Source records:
# # # #
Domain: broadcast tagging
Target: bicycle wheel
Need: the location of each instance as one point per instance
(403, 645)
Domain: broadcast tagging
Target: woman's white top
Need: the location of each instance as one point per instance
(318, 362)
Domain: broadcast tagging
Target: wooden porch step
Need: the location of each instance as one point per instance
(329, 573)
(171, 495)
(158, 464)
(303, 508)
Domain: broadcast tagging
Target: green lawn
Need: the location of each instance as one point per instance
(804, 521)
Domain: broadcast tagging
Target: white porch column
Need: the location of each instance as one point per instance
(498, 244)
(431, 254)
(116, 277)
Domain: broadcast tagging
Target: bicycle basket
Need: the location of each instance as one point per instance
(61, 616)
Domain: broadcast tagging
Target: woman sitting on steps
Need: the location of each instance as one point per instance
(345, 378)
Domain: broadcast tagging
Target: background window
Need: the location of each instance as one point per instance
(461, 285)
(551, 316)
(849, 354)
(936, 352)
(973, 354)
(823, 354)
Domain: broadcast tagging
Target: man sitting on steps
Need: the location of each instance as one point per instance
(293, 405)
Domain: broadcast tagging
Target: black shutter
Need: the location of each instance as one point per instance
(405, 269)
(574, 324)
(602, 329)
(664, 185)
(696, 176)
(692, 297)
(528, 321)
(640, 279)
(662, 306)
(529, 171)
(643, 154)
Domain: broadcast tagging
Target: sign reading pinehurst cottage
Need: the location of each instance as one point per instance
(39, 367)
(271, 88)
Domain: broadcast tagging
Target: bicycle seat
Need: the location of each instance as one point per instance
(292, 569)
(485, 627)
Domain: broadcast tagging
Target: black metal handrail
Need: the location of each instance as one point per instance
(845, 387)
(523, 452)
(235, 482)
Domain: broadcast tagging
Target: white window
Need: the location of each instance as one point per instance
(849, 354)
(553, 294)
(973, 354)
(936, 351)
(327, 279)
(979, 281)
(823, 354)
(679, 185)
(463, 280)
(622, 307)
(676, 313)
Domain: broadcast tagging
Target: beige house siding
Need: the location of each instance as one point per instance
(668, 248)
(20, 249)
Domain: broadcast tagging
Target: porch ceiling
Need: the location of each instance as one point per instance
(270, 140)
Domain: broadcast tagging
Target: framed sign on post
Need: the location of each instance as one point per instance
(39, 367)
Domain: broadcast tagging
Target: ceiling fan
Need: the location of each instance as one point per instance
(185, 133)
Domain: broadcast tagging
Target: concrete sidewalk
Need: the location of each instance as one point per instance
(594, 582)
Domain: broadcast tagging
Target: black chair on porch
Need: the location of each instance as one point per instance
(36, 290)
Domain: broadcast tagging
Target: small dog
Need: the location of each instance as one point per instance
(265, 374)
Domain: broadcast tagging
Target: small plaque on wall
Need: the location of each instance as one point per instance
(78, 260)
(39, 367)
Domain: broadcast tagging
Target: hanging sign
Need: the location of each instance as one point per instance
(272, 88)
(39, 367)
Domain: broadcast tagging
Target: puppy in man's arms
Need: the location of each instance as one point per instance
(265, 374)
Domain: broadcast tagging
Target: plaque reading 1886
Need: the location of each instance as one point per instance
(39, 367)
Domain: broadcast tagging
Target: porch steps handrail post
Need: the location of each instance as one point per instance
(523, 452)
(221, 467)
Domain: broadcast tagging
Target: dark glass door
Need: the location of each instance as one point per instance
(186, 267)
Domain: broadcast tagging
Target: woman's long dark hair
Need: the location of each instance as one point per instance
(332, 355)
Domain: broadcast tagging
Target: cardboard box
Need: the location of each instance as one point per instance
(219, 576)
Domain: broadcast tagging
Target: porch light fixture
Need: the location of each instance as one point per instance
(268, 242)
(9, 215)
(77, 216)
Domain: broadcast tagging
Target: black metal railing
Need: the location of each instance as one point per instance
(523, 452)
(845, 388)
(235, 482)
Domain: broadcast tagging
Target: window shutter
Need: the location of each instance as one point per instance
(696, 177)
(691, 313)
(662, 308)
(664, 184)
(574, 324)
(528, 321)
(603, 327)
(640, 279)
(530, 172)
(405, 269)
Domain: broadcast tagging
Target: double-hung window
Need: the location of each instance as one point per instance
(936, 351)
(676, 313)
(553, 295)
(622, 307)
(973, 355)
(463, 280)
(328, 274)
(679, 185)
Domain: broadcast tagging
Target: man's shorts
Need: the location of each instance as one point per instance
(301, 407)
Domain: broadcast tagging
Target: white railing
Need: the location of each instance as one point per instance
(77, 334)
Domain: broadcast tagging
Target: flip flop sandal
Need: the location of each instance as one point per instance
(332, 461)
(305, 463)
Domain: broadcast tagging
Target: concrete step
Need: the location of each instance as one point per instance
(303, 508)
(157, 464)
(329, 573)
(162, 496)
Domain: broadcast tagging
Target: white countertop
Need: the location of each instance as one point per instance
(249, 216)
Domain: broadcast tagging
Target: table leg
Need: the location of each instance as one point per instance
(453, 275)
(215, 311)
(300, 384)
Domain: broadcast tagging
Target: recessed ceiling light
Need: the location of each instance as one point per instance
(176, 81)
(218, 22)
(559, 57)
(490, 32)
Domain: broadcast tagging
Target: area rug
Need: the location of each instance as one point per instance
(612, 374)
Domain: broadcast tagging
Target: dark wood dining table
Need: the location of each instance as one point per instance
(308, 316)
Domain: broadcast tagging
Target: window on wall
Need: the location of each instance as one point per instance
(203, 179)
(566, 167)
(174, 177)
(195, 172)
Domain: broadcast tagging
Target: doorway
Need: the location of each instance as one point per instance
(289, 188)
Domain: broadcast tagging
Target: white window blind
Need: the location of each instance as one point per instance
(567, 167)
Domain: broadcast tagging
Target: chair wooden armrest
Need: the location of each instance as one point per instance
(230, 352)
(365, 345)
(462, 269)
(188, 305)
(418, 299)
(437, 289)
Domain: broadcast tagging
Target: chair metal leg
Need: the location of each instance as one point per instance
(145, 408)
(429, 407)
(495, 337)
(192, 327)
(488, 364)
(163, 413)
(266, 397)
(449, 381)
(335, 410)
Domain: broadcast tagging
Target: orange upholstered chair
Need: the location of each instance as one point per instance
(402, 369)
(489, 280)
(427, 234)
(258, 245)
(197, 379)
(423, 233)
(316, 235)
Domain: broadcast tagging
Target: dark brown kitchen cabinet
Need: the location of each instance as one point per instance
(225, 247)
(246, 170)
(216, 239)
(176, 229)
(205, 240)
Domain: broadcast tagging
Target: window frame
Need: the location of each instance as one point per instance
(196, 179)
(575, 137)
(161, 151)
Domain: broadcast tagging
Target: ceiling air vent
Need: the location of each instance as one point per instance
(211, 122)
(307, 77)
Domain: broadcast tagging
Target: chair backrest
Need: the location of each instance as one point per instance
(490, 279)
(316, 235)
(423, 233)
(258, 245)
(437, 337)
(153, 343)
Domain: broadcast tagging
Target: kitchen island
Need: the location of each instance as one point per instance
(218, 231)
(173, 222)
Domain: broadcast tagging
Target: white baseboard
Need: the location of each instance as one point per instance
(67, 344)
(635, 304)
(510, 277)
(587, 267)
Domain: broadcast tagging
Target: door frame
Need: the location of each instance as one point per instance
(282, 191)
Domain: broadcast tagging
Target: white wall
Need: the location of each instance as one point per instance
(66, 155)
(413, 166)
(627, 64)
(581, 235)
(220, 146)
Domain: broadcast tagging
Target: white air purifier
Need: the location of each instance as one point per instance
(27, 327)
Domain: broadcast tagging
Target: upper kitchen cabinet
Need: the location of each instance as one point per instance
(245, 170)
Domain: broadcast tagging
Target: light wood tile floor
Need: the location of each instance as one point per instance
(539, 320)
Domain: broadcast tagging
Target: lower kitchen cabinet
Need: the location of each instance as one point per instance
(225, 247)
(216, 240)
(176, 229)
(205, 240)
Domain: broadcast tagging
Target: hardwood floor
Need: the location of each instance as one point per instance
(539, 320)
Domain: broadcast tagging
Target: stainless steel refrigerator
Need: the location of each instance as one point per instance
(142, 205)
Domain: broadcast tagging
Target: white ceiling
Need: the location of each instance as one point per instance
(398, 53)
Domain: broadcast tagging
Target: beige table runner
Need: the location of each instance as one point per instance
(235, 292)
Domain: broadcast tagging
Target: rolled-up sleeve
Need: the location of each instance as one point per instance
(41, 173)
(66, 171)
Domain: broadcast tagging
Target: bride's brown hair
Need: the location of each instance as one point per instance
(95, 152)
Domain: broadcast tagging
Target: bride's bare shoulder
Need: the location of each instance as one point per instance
# # # #
EXERCISE TASK - Pick out every line of the records above that contains the string "bride".

THE RESPONSE -
Target: bride's brown hair
Target: bride's bare shoulder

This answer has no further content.